--- EXCERPTED RECORDS Enclosed Below ---
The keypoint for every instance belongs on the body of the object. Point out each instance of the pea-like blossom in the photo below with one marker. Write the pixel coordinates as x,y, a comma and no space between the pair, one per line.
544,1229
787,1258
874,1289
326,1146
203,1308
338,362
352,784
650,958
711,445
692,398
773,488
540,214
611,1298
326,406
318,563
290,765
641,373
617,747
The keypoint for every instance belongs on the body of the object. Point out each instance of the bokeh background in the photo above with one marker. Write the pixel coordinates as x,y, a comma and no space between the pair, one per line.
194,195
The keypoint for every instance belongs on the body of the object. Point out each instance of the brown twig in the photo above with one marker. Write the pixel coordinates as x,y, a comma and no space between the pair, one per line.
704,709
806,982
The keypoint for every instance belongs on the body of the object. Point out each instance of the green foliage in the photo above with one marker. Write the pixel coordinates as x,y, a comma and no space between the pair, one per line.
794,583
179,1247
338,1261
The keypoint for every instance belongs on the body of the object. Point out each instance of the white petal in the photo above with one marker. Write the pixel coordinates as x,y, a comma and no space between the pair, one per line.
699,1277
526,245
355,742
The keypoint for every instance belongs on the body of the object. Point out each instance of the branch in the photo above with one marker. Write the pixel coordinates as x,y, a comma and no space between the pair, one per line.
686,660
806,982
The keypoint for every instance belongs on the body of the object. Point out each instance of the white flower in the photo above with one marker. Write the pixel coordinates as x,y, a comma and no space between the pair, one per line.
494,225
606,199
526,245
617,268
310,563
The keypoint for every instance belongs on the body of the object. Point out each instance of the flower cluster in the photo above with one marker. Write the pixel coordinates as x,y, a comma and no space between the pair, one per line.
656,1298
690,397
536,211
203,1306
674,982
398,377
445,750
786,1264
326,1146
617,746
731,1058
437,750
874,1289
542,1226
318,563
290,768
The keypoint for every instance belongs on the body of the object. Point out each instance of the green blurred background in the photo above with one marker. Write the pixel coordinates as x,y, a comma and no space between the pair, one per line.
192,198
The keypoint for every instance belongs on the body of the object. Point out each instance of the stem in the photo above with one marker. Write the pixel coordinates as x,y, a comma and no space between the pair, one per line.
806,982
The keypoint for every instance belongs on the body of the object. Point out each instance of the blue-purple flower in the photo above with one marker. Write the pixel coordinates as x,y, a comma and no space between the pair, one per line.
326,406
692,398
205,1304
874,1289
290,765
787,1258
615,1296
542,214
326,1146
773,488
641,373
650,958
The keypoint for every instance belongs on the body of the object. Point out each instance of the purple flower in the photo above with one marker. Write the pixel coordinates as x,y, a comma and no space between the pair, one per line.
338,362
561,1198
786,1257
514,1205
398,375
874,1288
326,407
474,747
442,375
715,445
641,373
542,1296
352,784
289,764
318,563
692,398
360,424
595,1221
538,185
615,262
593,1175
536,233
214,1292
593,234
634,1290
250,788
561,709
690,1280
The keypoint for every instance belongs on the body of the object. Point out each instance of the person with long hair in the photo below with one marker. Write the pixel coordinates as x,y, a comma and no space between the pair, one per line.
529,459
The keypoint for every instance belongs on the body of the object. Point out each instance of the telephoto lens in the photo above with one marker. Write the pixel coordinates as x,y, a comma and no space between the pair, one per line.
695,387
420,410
--- End of Enclosed EXCERPTED RECORDS ---
# PROBLEM DESCRIPTION:
The listing is to be given again exactly, line for line.

# REPLY TO THE EXERCISE:
The keypoint for every instance belongs on the body of the object. Point out each instance of the pea-like blossom in the photo below with one marker. Write the pixel coordinates as x,y, a comma and no space between the pair, one per line.
544,1229
787,1258
874,1289
326,1146
203,1308
338,362
352,784
650,958
711,445
692,398
773,488
540,214
611,1298
326,406
318,563
290,765
641,373
617,747
The keypoint for every instance belongs on the body of the object. Point out each instance of the bokeh background in the photo above with one marker. Write the pixel coordinates as x,y, a comma and no space between the pair, one per line.
194,195
The keypoint for every instance belongs on the body of the object. Point out each instance of the brown twig in the photo above with one marker. Write the pixel coordinates as x,y, a comma and no space between the pair, one per line.
704,709
806,982
The keypoint for every instance belongs on the body of the object. Point out each instance of the green foliage in the photo above with one marker. Write the pixel coordinates as x,y, a comma and no space between the pair, one per line.
794,583
179,1247
338,1261
The keypoint for every instance belongs on the body of the object. Point out each instance of the white petal in the photo above with one marker. Write the pixel coordinates as x,y, a comma and no space between the pair, one per line.
699,1277
526,245
355,742
The keypoint for every instance belongs on the body of the object. Point out each instance of the branch in the photo above with one marker. Write the pixel coordinates as x,y, a comma and no space between the pair, one per line.
686,660
806,982
The keypoint for every instance belongs on the body of the object. Point out each instance of the white flower in the photo above with one marker. Write the pixel coordinates as x,y, a comma and no space between the pair, one per line.
494,225
606,199
526,245
617,268
310,563
The keypoint for every instance belongs on the body of the object. Point out each instance of the flower cluster in the photo above with one marker. Write the pixel coordinates as x,y, a comma and no space between the pair, one per line.
656,1298
690,397
536,211
203,1306
674,982
398,377
445,750
786,1264
326,1146
617,746
731,1058
437,750
874,1289
542,1226
318,563
290,768
The keypoint for every instance belongs on the body of the object. Point out each instance of the green blurred background in the photo above with one marker. Write the pixel coordinates as x,y, a comma and no space between the pair, one per line.
192,198
The keypoint for every instance belongs on the body of the object. Point out each instance of the stem in the photo above with one marker. Write the pixel coordinates as x,y, a comma and no space between the pair, one per line.
806,982
The keypoint for every instance belongs on the body of the object. Point out each instance of the blue-purple flower in the photo above with one marker. Write the pixel coordinates as x,y, a comma and no space between the pair, one per line.
326,406
692,398
205,1304
874,1289
290,765
787,1258
615,1296
542,214
326,1146
773,488
641,373
650,958
The keypoint for every instance belongs on the body of the object. Point out each instance of the purple flower in the photo above with one marker. Write the pixel coordinates as x,y, a comma and no space between the pair, one per line.
338,362
561,1198
786,1257
514,1205
398,375
874,1288
326,407
474,747
442,375
715,445
641,373
542,1296
352,784
289,764
318,563
692,398
360,424
595,1221
538,185
615,262
593,1175
536,233
214,1292
593,234
634,1290
250,788
561,709
690,1280
The keypoint for every instance belongs on the body of the object. Point out each instance of the person with long hair in the photo below with one marker. Write the pixel coordinates as x,y, a comma and no space between the pair, one per line.
529,459
The keypoint for every instance belongs on the body of the object. Point out each instance of the telephoto lens in the photo above with one marker. Write the pixel coordinates as x,y, a comma and no space between the pair, one per line.
695,387
420,410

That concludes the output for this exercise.